The records follow. Retype them without a single change.

Exercise material -
::::
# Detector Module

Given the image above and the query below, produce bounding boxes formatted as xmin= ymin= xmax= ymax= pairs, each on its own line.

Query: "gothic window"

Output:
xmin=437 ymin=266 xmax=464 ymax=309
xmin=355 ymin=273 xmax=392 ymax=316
::::
Reply to the task -
# Detector Module

Given the image above and the query below, produce bounding boxes formatted as xmin= ymin= xmax= ymax= pairs, each on its own line.

Query: "gothic window"

Output:
xmin=437 ymin=266 xmax=464 ymax=309
xmin=355 ymin=273 xmax=392 ymax=316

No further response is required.